Yes, this Riemann surface, call it $C: y^2 = x^{11}-11x^6-x$,
is quite special: not only does it have the maximal number of automorphisms
for a hyperelliptic surface of genus $5$, but it is a modular curve
in at least two ways, both of which exhibit its full automorphism group.

One is a classical (elliptic) modular curve of level $10$, intermediate between
$X(5)$ and $X(10)$, with $[C:X(5)] = 2$ (the hyperelliptic map) and
$[X(10):C] = 3$ (a cyclic cover); this modular curve parametrizes
elliptic curves $E$ with full level-$5$ structure and odd ${\rm Gal}(E[2])$,
or equivalently full level-$5$ structure and square $j(E)-12^3$.
Explicitly, $E$ has Weierstrass equation $Y^2 = X^3 - A(x)X/48 + B(x)/864$
where $A(x) = x^{20} + 228x^{15} + 494x^{10} - 228x^5 + 1$ and
$$
x^{30} - 522x^{25} - 10005x^{20} - 10005x^{10} + 522x^5 + 1
$$
are polynomials with roots at the $20$- and $30$-point orbits of $A_5$.
We have $A^3 - B^2 = 12^3 (x^{11}-11x^6-x)^5$,
so $j - 12^3 = B^2/(x^{11}-11x^6-x)^5$. The corresponding congruence
subgroup $\Gamma$ of ${\rm SL}_2({\bf Z})$ is the index-$2$ subgroup of
$\Gamma(5)$ consisting of matrices that reduce mod $2$ to the index-$2$
subgroup of ${\rm SL}_2({\bf Z}/2{\bf Z})$, with $[\Gamma : \Gamma(10)] = 3$.

Extracted data entries
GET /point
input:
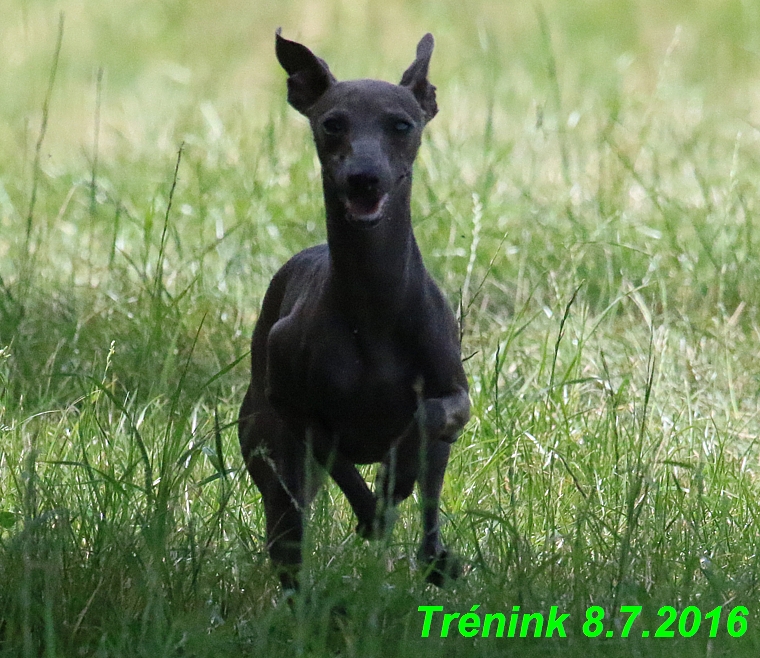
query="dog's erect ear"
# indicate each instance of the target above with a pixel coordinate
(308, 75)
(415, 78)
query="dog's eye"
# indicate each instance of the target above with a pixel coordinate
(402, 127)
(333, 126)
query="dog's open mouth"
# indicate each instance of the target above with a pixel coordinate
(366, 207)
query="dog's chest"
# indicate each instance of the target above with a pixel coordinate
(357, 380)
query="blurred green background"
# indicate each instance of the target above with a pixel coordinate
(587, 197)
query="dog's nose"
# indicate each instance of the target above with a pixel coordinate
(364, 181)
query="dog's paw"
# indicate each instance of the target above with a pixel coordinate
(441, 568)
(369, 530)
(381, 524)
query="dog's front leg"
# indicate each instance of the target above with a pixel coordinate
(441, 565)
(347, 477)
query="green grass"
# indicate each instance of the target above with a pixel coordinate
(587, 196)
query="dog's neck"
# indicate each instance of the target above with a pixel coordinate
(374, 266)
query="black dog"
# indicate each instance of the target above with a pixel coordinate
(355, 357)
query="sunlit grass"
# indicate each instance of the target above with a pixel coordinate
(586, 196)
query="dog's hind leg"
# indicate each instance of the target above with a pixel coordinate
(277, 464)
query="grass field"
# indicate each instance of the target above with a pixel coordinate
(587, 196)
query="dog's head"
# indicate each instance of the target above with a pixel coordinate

---

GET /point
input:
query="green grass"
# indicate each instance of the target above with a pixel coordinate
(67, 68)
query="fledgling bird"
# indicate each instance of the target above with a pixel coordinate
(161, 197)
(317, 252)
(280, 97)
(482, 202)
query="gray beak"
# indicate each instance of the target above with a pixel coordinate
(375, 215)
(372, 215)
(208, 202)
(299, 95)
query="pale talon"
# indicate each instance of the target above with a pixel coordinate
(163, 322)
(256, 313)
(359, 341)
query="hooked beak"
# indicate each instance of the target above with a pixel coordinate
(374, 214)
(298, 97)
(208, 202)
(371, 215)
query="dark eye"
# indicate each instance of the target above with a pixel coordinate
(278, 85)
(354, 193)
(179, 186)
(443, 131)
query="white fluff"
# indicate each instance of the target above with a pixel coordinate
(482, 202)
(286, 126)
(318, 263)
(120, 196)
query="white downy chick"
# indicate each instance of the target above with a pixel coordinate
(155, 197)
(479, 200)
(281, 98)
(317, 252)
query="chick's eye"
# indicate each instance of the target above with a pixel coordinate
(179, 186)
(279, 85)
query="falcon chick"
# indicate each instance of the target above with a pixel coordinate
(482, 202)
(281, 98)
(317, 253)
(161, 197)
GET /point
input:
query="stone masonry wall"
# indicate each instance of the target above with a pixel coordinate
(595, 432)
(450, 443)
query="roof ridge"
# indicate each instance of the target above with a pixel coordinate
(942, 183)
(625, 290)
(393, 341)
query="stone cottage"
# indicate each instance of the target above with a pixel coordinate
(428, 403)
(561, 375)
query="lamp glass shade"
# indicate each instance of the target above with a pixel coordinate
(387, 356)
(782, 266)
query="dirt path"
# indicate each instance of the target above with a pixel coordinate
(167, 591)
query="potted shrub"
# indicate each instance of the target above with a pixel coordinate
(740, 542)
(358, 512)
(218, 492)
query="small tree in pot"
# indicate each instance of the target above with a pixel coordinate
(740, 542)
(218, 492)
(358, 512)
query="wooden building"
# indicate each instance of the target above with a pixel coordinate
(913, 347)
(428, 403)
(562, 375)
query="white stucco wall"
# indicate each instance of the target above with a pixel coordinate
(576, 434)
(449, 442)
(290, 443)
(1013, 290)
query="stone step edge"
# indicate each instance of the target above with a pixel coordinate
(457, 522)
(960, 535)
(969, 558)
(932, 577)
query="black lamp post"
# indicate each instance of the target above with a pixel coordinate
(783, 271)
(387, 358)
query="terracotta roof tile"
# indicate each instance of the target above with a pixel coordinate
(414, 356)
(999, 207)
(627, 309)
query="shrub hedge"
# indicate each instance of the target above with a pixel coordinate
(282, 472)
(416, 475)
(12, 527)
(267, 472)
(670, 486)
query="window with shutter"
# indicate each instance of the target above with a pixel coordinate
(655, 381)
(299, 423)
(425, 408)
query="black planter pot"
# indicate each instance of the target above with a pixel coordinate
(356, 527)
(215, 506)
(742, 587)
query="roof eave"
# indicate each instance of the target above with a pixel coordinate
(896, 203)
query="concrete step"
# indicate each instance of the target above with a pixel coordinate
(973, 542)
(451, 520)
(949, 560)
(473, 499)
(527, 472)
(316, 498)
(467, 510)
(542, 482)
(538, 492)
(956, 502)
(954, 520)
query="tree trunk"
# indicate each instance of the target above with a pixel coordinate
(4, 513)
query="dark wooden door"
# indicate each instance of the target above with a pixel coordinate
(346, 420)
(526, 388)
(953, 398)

---

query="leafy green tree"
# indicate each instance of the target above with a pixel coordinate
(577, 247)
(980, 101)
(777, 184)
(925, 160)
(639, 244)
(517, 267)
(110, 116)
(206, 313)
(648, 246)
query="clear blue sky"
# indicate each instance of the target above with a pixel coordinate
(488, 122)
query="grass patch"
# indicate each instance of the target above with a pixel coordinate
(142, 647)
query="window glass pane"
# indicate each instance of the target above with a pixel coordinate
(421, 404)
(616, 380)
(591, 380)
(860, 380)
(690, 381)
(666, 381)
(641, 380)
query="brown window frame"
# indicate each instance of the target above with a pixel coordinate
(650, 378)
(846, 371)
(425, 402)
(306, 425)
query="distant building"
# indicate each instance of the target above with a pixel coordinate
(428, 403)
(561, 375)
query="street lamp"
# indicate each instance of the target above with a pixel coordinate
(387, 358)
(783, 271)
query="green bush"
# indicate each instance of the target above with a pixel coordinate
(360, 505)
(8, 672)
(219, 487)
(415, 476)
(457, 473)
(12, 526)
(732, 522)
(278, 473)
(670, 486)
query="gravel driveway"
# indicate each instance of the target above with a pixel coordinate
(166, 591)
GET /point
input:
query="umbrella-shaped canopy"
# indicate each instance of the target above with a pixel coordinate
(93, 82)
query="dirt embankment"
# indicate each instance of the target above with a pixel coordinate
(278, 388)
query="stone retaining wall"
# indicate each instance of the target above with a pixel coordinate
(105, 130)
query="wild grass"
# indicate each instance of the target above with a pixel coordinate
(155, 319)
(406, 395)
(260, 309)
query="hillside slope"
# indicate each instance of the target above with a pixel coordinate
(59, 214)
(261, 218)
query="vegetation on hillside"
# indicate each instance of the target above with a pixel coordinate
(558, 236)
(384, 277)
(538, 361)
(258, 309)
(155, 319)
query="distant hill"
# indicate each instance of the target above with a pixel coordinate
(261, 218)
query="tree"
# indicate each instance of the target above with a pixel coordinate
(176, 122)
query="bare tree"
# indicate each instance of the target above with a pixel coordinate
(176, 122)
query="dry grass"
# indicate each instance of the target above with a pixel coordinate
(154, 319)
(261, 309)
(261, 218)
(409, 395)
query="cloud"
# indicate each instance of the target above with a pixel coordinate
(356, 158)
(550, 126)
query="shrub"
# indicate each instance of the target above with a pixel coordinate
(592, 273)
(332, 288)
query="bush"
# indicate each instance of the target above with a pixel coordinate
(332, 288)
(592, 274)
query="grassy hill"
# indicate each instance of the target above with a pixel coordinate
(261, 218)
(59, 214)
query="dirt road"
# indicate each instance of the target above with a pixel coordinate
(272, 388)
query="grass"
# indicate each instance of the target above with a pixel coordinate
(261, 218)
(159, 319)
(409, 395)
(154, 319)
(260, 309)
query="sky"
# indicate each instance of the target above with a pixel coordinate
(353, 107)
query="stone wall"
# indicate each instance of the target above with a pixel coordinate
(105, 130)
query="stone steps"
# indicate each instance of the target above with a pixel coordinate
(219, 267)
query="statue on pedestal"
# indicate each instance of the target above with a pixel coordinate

Goal - Write out the passage on the genus-$5$ Riemann surface word for word, everything from "We have $A^3" down to "with $[\Gamma : \Gamma(10)] = 3$.".

Task response -
We have $A^3 - B^2 = 12^3 (x^{11}-11x^6-x)^5$,
so $j - 12^3 = B^2/(x^{11}-11x^6-x)^5$. The corresponding congruence
subgroup $\Gamma$ of ${\rm SL}_2({\bf Z})$ is the index-$2$ subgroup of
$\Gamma(5)$ consisting of matrices that reduce mod $2$ to the index-$2$
subgroup of ${\rm SL}_2({\bf Z}/2{\bf Z})$, with $[\Gamma : \Gamma(10)] = 3$.